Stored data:
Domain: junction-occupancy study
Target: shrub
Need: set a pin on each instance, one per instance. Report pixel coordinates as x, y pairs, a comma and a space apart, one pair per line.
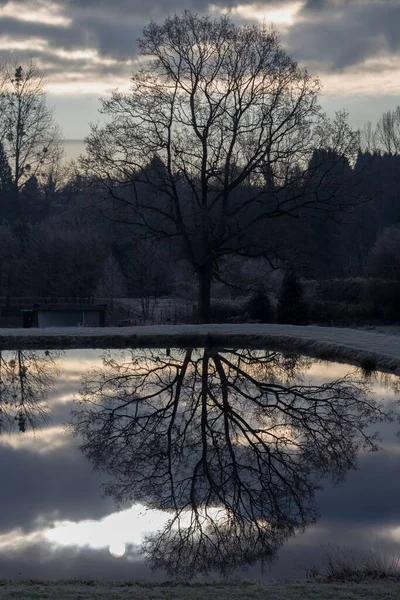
291, 305
225, 312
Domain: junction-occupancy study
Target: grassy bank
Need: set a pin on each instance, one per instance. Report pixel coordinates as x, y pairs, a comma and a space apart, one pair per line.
88, 590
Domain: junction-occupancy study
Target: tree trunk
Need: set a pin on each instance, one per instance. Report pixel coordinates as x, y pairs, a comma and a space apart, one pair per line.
204, 274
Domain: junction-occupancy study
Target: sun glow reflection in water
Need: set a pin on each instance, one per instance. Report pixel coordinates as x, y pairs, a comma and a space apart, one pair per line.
117, 549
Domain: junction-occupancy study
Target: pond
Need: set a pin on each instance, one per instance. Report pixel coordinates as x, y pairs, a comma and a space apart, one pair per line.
197, 462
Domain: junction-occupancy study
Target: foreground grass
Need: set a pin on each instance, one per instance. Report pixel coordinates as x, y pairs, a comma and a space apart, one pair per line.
89, 590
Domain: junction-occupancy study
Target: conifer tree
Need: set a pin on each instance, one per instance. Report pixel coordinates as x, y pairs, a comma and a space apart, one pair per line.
291, 306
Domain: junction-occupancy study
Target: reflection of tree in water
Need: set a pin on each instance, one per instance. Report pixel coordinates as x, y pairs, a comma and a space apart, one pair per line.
229, 442
26, 378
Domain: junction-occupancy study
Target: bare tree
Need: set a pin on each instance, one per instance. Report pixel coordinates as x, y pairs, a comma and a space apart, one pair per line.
232, 122
229, 443
26, 378
388, 131
112, 283
30, 136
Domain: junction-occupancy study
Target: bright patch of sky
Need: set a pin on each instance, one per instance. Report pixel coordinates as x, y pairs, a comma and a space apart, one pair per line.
88, 48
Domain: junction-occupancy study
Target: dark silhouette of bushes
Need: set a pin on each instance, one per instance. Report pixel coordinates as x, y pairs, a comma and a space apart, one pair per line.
292, 308
259, 307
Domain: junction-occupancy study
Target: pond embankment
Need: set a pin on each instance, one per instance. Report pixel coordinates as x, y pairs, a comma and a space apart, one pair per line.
353, 346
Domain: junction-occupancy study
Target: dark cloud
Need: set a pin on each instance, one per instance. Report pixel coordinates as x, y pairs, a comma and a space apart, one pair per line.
329, 34
340, 34
56, 485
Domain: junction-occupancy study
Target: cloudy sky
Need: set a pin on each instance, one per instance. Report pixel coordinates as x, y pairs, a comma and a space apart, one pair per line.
54, 522
88, 47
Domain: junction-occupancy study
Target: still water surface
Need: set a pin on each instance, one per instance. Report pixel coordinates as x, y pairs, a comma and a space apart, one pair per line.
231, 442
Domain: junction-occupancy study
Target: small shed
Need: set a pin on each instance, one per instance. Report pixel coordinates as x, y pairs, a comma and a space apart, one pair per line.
65, 315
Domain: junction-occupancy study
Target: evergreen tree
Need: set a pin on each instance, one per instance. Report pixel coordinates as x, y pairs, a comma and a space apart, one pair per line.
291, 306
259, 307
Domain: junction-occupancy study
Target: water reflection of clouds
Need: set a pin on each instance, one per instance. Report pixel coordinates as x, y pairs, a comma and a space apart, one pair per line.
47, 440
52, 501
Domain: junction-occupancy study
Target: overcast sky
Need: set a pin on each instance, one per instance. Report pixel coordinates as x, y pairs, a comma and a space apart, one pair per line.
88, 47
54, 522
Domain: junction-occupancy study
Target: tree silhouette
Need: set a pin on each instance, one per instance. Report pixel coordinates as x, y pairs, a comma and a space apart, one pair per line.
232, 121
26, 378
229, 443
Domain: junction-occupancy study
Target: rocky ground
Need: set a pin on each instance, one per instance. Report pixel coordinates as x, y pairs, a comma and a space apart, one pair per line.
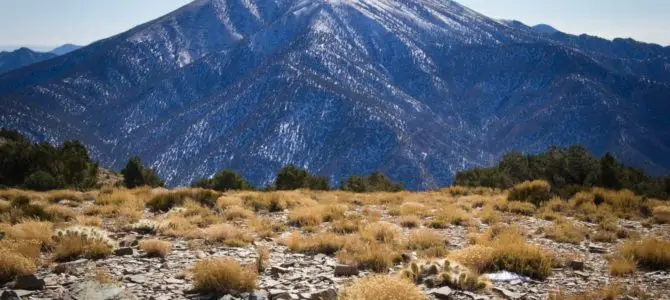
129, 274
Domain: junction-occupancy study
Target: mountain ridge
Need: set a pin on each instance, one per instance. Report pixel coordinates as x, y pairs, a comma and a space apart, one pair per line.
341, 88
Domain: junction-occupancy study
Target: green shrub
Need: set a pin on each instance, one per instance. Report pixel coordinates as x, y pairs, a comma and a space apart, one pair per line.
536, 192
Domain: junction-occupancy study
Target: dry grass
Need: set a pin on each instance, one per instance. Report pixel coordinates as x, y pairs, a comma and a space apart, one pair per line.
661, 214
622, 266
651, 253
227, 234
224, 276
155, 248
381, 287
565, 231
410, 221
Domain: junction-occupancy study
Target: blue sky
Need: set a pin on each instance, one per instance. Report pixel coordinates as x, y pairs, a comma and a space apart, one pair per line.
44, 24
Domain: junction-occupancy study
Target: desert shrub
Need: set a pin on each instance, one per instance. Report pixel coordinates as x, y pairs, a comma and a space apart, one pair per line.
564, 231
410, 221
224, 180
521, 208
375, 182
661, 214
155, 248
651, 253
75, 242
228, 235
224, 276
536, 192
383, 232
381, 287
622, 266
326, 243
368, 254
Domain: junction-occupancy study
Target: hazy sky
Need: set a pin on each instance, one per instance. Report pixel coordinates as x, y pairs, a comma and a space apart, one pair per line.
43, 24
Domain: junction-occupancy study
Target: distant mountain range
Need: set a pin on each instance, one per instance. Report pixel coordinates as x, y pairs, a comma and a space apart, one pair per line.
418, 89
20, 58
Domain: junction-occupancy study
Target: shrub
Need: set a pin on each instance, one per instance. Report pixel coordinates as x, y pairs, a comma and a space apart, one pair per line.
381, 287
224, 276
41, 181
536, 192
75, 242
564, 231
155, 248
661, 214
651, 253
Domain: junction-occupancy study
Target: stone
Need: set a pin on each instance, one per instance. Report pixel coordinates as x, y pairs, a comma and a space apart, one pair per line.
93, 290
9, 295
123, 251
276, 271
258, 295
576, 264
137, 279
327, 294
345, 270
597, 249
509, 294
29, 282
443, 293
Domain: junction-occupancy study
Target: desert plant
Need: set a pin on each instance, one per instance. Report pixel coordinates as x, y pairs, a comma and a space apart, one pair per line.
224, 276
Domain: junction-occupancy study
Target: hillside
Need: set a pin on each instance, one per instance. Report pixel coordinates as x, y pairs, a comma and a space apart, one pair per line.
343, 87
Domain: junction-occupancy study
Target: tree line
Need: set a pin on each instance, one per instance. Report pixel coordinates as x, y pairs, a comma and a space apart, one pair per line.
568, 170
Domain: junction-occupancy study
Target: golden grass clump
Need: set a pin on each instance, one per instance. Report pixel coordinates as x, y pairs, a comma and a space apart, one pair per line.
235, 212
410, 221
326, 243
381, 287
622, 266
383, 232
227, 234
223, 275
155, 248
565, 231
536, 192
651, 253
661, 214
76, 242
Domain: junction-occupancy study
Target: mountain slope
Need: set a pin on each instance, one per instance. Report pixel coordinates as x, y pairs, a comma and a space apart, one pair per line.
418, 89
20, 58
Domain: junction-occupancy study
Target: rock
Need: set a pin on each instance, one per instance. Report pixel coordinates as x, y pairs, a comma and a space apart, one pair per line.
276, 271
443, 293
597, 249
9, 295
93, 290
276, 294
258, 295
123, 251
509, 294
327, 294
576, 264
345, 270
137, 279
29, 282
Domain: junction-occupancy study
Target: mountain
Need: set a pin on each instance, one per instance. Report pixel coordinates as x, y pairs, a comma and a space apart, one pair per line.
544, 28
64, 49
418, 89
21, 58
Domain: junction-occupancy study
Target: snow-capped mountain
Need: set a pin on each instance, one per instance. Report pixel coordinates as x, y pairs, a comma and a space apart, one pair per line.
20, 58
416, 88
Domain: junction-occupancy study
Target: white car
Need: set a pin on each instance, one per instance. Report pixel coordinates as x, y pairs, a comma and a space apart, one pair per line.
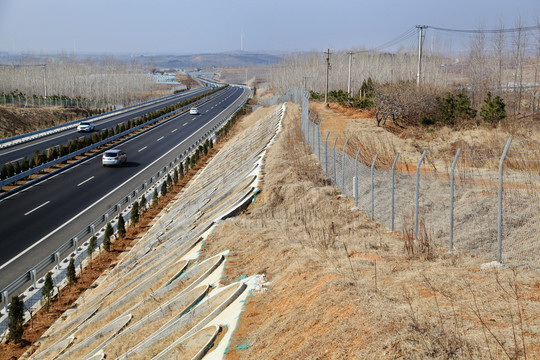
86, 126
114, 157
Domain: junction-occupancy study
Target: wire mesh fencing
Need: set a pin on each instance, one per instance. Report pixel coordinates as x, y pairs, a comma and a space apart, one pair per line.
484, 201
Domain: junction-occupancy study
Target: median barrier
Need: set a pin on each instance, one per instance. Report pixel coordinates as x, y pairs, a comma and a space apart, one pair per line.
186, 231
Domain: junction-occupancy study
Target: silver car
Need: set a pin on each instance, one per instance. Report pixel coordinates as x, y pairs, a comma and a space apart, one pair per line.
86, 126
115, 157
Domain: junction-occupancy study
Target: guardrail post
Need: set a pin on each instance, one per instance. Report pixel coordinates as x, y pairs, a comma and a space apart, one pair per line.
33, 277
417, 195
452, 200
373, 188
499, 216
5, 300
343, 168
393, 189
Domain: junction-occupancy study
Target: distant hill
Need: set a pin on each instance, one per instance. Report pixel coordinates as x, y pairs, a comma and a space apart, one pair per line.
220, 60
226, 59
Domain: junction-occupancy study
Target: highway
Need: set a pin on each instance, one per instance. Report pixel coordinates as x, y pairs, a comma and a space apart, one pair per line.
39, 219
18, 152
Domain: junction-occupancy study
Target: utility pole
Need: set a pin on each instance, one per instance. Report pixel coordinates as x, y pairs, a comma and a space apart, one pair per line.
327, 68
420, 38
349, 82
45, 78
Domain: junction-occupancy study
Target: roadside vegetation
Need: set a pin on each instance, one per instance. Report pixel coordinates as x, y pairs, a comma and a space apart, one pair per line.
13, 168
105, 256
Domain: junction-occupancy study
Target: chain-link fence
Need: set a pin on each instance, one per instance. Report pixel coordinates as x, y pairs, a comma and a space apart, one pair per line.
471, 200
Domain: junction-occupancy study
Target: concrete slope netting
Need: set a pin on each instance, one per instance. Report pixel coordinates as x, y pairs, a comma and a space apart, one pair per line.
162, 265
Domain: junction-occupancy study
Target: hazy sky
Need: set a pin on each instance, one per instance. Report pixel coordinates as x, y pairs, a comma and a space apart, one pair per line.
184, 27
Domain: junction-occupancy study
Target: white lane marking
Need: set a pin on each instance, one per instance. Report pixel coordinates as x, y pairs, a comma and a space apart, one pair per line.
31, 211
86, 180
101, 199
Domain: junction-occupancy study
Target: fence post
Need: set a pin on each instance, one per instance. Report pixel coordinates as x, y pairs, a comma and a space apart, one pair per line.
326, 154
33, 277
417, 195
372, 189
499, 217
5, 300
313, 135
393, 189
319, 140
343, 168
452, 200
334, 167
355, 179
306, 134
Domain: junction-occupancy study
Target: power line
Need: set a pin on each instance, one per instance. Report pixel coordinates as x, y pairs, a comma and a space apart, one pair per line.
479, 31
404, 36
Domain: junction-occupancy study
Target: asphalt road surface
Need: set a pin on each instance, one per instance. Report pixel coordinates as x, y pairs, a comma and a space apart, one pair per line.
38, 220
18, 152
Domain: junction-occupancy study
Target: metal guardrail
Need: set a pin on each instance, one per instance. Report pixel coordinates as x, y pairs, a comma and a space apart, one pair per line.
19, 139
39, 168
102, 220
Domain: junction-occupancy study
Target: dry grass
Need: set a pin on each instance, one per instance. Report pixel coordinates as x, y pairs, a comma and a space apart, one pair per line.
343, 287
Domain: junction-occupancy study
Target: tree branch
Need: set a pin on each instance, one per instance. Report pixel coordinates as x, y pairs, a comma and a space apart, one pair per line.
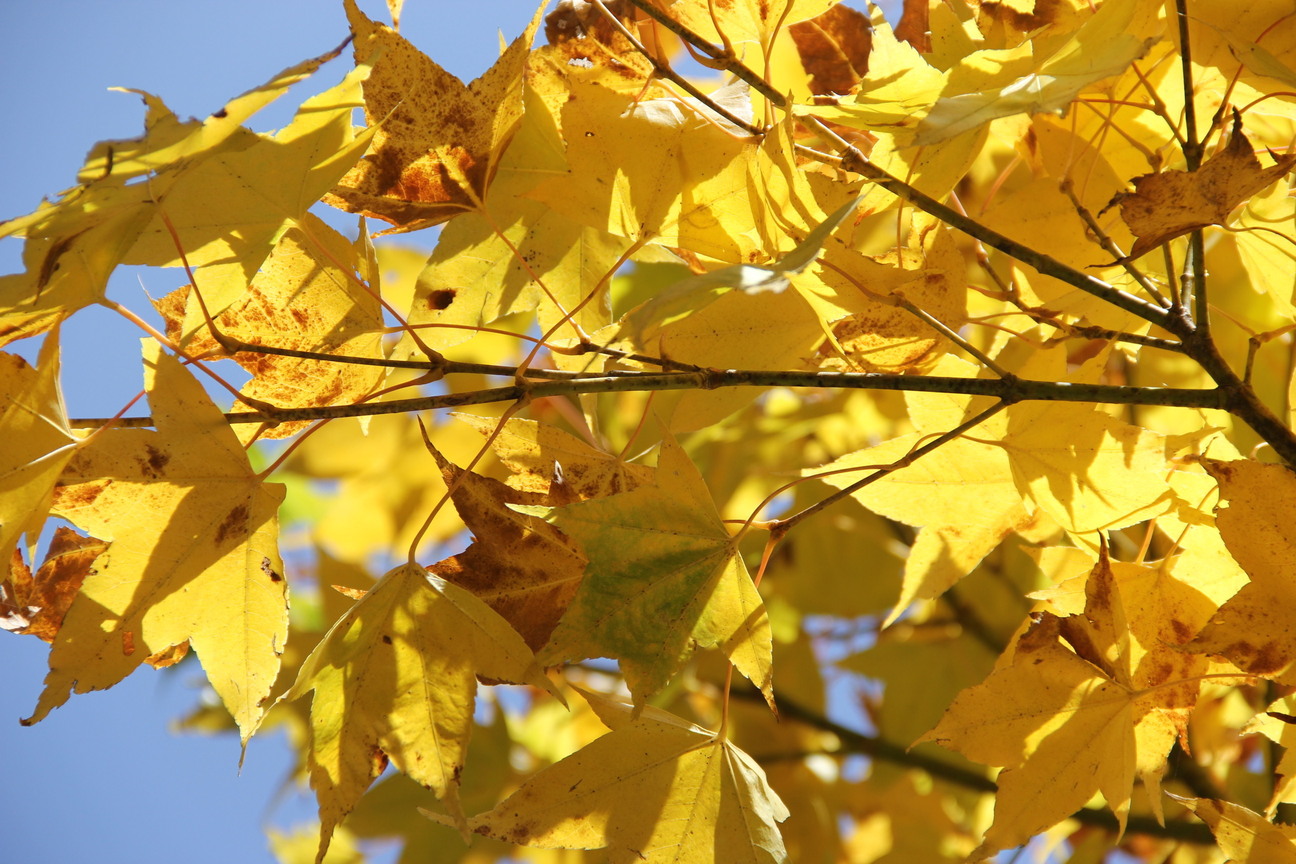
1010, 390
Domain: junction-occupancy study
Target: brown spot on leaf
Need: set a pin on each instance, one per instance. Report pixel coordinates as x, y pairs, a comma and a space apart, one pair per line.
235, 525
270, 571
156, 460
835, 48
441, 298
379, 761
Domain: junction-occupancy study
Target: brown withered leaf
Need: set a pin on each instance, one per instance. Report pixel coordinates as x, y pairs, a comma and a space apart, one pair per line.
1257, 527
301, 299
835, 48
1172, 204
556, 465
36, 602
524, 568
438, 140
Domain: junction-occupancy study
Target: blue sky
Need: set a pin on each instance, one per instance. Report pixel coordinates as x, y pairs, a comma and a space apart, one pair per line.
103, 779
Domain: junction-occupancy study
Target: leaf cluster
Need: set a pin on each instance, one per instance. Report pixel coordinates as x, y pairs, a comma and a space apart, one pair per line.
933, 376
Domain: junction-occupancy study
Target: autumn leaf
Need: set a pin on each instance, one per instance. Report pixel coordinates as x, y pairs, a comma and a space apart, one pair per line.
75, 242
710, 801
1102, 47
1243, 836
36, 602
659, 171
1063, 720
395, 679
38, 442
563, 468
193, 555
436, 141
1172, 204
833, 48
665, 578
522, 566
1257, 529
300, 301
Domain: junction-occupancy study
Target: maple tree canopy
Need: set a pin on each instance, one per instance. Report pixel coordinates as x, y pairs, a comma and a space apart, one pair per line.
810, 438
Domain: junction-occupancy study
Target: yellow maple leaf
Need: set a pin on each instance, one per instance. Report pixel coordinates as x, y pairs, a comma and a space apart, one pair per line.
962, 495
1063, 722
1172, 204
988, 86
36, 602
437, 141
1104, 474
1244, 836
712, 802
397, 678
522, 566
193, 553
227, 191
745, 20
544, 459
665, 578
1257, 529
38, 442
302, 301
661, 171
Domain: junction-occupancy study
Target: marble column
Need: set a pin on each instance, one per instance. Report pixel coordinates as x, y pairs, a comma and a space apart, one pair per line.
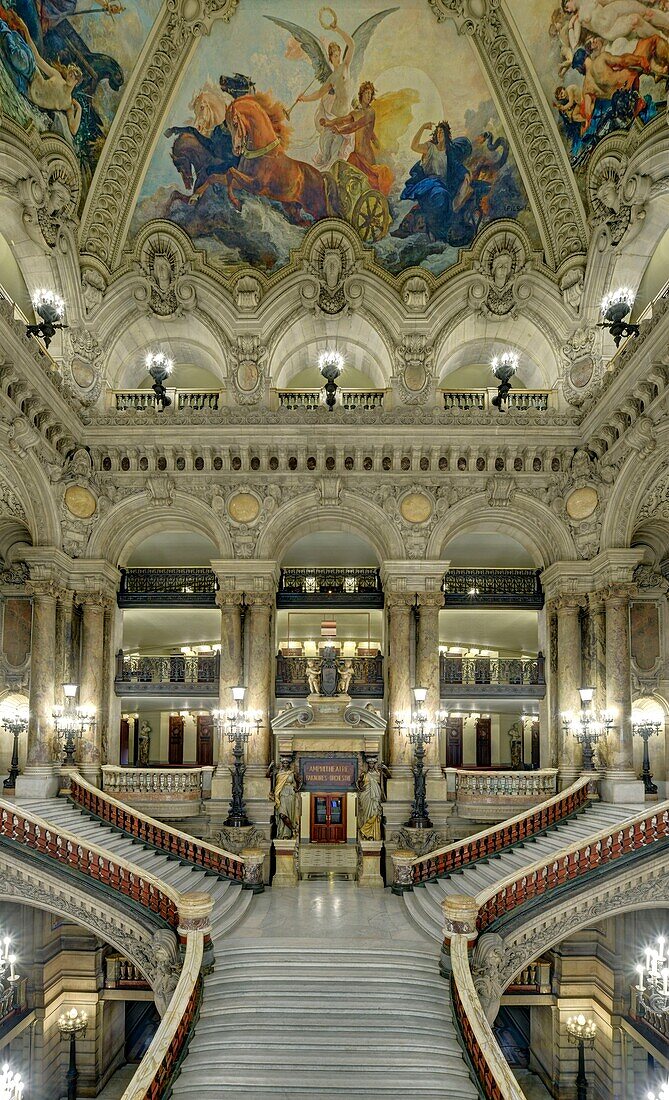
427, 660
230, 671
259, 660
569, 681
39, 778
398, 679
621, 781
94, 605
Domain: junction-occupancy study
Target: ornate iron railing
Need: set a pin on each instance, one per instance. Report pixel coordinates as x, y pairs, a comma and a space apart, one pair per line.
310, 399
491, 675
464, 400
167, 587
493, 587
366, 675
174, 674
329, 586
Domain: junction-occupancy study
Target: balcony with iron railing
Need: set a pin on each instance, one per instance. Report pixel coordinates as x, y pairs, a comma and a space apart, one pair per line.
490, 677
480, 400
329, 587
365, 677
167, 587
493, 587
166, 674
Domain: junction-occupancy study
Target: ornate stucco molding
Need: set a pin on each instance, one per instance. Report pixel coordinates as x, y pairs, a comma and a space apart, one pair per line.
541, 158
154, 80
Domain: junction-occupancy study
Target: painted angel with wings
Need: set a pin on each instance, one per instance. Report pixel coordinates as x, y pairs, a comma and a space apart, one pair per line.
338, 75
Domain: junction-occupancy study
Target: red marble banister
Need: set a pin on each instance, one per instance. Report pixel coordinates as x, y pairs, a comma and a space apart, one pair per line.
161, 836
482, 845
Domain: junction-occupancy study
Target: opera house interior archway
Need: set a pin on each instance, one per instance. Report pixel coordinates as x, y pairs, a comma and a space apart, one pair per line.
333, 549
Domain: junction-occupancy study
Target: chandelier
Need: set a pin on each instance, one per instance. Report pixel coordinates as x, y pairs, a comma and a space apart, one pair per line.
653, 988
503, 366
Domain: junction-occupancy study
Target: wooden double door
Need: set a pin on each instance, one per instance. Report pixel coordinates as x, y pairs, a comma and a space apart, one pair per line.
328, 818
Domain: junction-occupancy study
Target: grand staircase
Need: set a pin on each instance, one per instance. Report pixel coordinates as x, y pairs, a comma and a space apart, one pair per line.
424, 902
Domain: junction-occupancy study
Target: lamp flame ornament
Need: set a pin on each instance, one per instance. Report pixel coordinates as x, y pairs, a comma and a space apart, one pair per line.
503, 366
72, 723
615, 308
70, 1024
11, 1086
15, 723
160, 366
419, 732
330, 364
238, 725
51, 308
581, 1033
653, 987
646, 727
589, 726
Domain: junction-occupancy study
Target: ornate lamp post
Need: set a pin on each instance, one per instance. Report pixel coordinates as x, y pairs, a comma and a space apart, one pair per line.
51, 308
646, 727
615, 308
72, 722
11, 1086
330, 364
503, 366
160, 365
588, 726
581, 1032
419, 732
15, 723
239, 725
70, 1024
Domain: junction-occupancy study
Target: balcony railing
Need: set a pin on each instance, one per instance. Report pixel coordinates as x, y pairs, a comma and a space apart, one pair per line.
366, 680
167, 587
480, 400
172, 674
487, 675
493, 587
336, 587
310, 399
141, 400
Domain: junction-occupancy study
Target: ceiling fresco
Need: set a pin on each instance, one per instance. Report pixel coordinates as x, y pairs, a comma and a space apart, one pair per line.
64, 65
604, 64
368, 111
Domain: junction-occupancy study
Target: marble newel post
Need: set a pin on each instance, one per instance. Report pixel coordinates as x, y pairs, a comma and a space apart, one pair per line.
569, 681
427, 660
620, 783
39, 780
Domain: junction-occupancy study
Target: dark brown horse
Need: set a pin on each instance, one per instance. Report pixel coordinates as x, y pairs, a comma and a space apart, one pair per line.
259, 135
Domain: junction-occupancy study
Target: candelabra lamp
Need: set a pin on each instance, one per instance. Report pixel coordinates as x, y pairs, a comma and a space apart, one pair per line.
646, 728
15, 723
503, 366
72, 1024
72, 723
588, 727
330, 364
653, 987
238, 725
581, 1032
158, 366
419, 730
11, 1086
615, 307
51, 308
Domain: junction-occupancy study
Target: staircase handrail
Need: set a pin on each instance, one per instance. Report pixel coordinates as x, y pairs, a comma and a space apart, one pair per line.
503, 835
66, 848
571, 862
161, 836
490, 1066
170, 1043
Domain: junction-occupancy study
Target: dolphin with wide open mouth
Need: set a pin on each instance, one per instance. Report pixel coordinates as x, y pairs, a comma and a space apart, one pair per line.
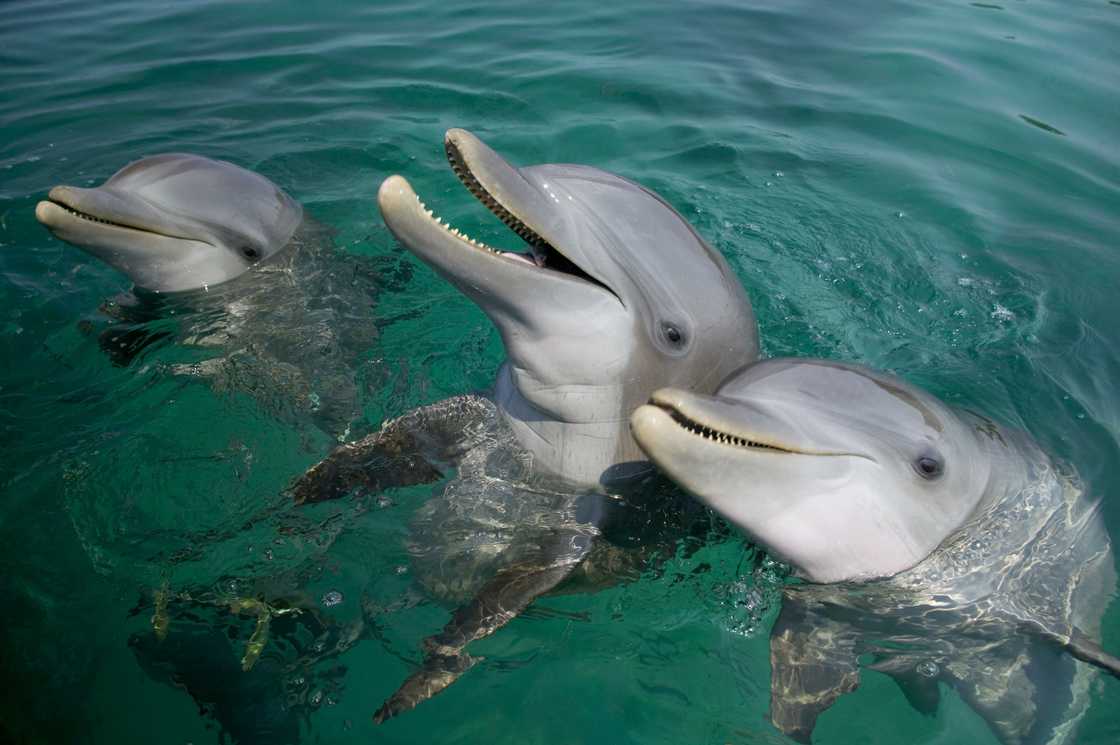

WHAT YOU NEED TO DO ->
Can you gather every line of the records above that contains the word "ornate", copying each one in full? Case counts.

REPLY TO THE EXERCISE ->
Target: ornate iron railing
Target: ornate stucco molding
Target: ornate lamp post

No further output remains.